===== PAGE EXCERPT
Periodic Reporting for period 3 - Human-Ribogenesis (Structural Biology of Human Ribosome Biogenesis)
Okres sprawozdawczy: 2023-10-01 do 2025-03-31
The emergence of numerous diseases caused by defective assembly of ribosomes, so-called ribosomopathies, calls for a deeper understanding of human ribosome biogenesis. Many unique AFs have been identified in humans and several ribosomopathies have been assigned to ribosome biogenesis defects. Yet, at the beginning of this project only very little information has been published (i.e. Ameismeier et al., 2018) that provides direct molecular information on the structural basis and architectural transitions of human ribosome maturation.
Therefore, it is planned in this project to provide a near complete structural inventory of human ribosome biogenesis by using state-of-the-art cryo-electron microscopy (cryo-EM) on purified native pre-ribosomal particles. Corresponding analysis by biochemical methods and functional assays is planned to gain complementary functional information. Finally, shot-gun cryo-EM of total pre-40S, pre-60S and 90S intermediates will be established in order to quantitatively characterize the equilibrium flow of ribosome assembly in normal and challenged human cells. Together, these insights will provide the basis for a mechanistic understanding of human ribosome biogenesis and will thereby lay the foundation for better relating this process to regulatory pathways and disease.
==========
===== INPUT DATA
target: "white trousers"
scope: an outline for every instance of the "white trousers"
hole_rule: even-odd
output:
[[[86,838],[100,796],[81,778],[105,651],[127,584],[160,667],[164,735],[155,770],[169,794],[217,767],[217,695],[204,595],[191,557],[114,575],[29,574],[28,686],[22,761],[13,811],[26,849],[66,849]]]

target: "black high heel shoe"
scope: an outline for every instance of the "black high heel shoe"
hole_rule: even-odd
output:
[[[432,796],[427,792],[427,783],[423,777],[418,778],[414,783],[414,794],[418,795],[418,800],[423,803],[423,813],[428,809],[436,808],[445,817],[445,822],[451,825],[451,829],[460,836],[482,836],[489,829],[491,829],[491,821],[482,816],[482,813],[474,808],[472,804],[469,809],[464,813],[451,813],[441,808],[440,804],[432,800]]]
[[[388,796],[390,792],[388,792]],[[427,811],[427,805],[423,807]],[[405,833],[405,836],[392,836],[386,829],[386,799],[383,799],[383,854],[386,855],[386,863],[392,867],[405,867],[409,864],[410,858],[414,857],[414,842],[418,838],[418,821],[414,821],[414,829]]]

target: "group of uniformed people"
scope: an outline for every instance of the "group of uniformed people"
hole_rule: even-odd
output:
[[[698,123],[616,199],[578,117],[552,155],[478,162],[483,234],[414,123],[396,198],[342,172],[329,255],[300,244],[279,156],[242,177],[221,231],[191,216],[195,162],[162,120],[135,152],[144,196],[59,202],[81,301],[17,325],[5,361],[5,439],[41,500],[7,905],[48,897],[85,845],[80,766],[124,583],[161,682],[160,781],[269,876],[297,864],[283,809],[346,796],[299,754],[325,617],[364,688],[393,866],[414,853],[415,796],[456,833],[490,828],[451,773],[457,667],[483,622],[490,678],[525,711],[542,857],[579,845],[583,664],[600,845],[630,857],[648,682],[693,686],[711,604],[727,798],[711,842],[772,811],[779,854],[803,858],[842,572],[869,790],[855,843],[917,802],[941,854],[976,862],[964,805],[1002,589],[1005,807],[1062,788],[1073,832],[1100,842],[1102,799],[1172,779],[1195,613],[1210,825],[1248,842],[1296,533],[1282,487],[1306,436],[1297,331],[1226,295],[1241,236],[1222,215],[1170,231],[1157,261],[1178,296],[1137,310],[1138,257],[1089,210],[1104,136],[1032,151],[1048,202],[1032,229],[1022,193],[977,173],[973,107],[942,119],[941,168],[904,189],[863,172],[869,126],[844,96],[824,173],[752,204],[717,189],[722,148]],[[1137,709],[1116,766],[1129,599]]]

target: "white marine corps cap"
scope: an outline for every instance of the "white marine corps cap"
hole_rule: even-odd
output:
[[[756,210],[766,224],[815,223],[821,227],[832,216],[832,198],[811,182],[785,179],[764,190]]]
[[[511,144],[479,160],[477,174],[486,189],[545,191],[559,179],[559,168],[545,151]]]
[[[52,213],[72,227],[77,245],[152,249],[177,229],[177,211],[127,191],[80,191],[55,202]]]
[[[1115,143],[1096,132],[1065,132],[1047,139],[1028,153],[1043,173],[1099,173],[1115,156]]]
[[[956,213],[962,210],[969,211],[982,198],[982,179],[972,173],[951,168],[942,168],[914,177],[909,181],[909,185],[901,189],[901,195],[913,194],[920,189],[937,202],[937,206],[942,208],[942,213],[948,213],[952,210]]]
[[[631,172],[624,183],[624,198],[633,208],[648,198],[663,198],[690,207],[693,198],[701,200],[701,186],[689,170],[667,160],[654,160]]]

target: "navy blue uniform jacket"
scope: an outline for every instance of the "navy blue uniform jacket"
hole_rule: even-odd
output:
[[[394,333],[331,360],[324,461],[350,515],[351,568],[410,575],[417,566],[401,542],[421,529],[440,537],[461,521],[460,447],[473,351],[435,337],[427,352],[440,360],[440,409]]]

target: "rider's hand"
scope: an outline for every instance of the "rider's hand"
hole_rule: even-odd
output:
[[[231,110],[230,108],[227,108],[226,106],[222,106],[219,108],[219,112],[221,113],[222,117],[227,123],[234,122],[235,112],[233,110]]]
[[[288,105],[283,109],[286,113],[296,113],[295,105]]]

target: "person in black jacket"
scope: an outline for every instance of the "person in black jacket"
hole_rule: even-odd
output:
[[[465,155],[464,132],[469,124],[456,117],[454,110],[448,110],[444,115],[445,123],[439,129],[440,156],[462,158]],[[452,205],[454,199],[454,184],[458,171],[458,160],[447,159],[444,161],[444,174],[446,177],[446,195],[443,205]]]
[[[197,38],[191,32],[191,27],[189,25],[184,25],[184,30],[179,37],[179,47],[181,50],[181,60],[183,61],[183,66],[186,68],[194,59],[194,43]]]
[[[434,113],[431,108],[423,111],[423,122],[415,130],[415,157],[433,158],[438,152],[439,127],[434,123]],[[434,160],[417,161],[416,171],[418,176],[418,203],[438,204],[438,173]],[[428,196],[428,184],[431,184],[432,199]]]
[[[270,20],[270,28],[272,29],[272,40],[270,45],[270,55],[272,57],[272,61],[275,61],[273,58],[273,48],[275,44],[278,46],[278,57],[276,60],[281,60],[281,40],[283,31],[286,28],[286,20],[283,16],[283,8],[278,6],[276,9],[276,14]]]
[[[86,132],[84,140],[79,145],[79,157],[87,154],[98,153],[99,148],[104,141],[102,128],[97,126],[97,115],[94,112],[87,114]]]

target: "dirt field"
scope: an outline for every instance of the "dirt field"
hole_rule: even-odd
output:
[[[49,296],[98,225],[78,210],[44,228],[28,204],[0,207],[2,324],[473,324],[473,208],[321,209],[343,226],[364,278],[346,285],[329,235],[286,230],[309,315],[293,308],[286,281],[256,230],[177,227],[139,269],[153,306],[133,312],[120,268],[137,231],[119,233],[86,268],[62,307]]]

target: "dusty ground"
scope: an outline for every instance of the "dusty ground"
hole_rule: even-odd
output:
==========
* _ASSIGNMENT A_:
Do the following statements agree with the project summary on human ribosome biogenesis? Answer yes or no for each, quoting the deciding words of the text. (i) The project plans to apply cryo-EM to purified native pre-ribosomal particles. (ii) When the project began, extensive structural information on human ribosome maturation had already been published. (iii) Shot-gun cryo-EM is to be established for pre-40S intermediates only.
* _ASSIGNMENT B_:
Resume the project summary on human ribosome biogenesis after its final sentence, writing one further paragraph in the same voice.

* _EXERCISE RESULT A_:
(i) Yes: "by using state-of-the-art cryo-electron microscopy (cryo-EM) on purified native pre-ribosomal particles"
(ii) No: "at the beginning of this project only very little information has been published"
(iii) No: "shot-gun cryo-EM of total pre-40S, pre-60S and 90S intermediates will be established"

* _EXERCISE RESULT B_:
The next task aims at the structural elucidation of human 60S large ribosomal subunit assembly. We succeeded to isolate another set of nuclear intermediates on the basis of a mutation in the assembly factor NLE1 (Rsa4 in yeast). These intermediates represented rather late nuclear particles, which showed again that there is large a degree of conservation when compared to the known yeast intermediates (manuscript in poreparation). Another aspect of 60S maturation, the incorporation of the so-called 5S RNP and its signalling to the P53 stress surveillance system has been successfully analysed and provided first insights into how the 5S RNP is prepared for 60S incorporation and, in case of accumulation, sequesters MDM2 in order to stabilize P53 (Estrada et al., Nat. Struct. Mol. Biol., 2023). The unexpectedly high degree of conservation between human and yeast maturation justified to address special aspects of 60S subunit maturation again in the easy-to-handle fungal model with the high probability to gain insights which both systems have in common. We could thereby visualize the so far earliest 5S RNP incorporation in the fungal system (Lau et al., EMBO Rep., 2023) and te remodelling of the pre-60S subunit by the ATPases Rea1 Spb4 (Mitterer et al., eLife, 2023).